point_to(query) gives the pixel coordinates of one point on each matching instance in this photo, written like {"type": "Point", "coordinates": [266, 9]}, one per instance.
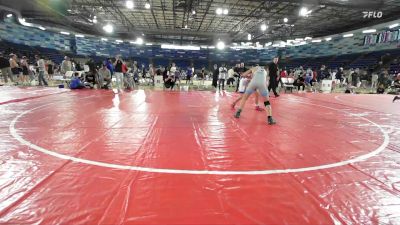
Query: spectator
{"type": "Point", "coordinates": [189, 74]}
{"type": "Point", "coordinates": [339, 75]}
{"type": "Point", "coordinates": [76, 82]}
{"type": "Point", "coordinates": [103, 75]}
{"type": "Point", "coordinates": [66, 65]}
{"type": "Point", "coordinates": [222, 76]}
{"type": "Point", "coordinates": [50, 69]}
{"type": "Point", "coordinates": [396, 82]}
{"type": "Point", "coordinates": [5, 68]}
{"type": "Point", "coordinates": [165, 73]}
{"type": "Point", "coordinates": [42, 67]}
{"type": "Point", "coordinates": [170, 81]}
{"type": "Point", "coordinates": [300, 82]}
{"type": "Point", "coordinates": [374, 80]}
{"type": "Point", "coordinates": [322, 74]}
{"type": "Point", "coordinates": [25, 69]}
{"type": "Point", "coordinates": [119, 76]}
{"type": "Point", "coordinates": [231, 77]}
{"type": "Point", "coordinates": [215, 76]}
{"type": "Point", "coordinates": [381, 89]}
{"type": "Point", "coordinates": [14, 66]}
{"type": "Point", "coordinates": [273, 76]}
{"type": "Point", "coordinates": [110, 66]}
{"type": "Point", "coordinates": [241, 69]}
{"type": "Point", "coordinates": [355, 77]}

_EXERCISE BRIEF_
Reproduce the records in full, exactly as they appear, and show none of the pictures.

_EXERCISE RESPONSE_
point_to(query) gives the pixel coordinates of one point on each matching instance in this photo, written like {"type": "Point", "coordinates": [266, 9]}, one per instance.
Query: spectator
{"type": "Point", "coordinates": [189, 74]}
{"type": "Point", "coordinates": [339, 75]}
{"type": "Point", "coordinates": [76, 82]}
{"type": "Point", "coordinates": [103, 75]}
{"type": "Point", "coordinates": [66, 65]}
{"type": "Point", "coordinates": [222, 76]}
{"type": "Point", "coordinates": [50, 69]}
{"type": "Point", "coordinates": [396, 82]}
{"type": "Point", "coordinates": [5, 68]}
{"type": "Point", "coordinates": [165, 73]}
{"type": "Point", "coordinates": [42, 67]}
{"type": "Point", "coordinates": [170, 81]}
{"type": "Point", "coordinates": [300, 82]}
{"type": "Point", "coordinates": [374, 80]}
{"type": "Point", "coordinates": [322, 74]}
{"type": "Point", "coordinates": [25, 69]}
{"type": "Point", "coordinates": [119, 76]}
{"type": "Point", "coordinates": [231, 77]}
{"type": "Point", "coordinates": [215, 76]}
{"type": "Point", "coordinates": [381, 89]}
{"type": "Point", "coordinates": [14, 66]}
{"type": "Point", "coordinates": [273, 76]}
{"type": "Point", "coordinates": [110, 66]}
{"type": "Point", "coordinates": [241, 69]}
{"type": "Point", "coordinates": [355, 77]}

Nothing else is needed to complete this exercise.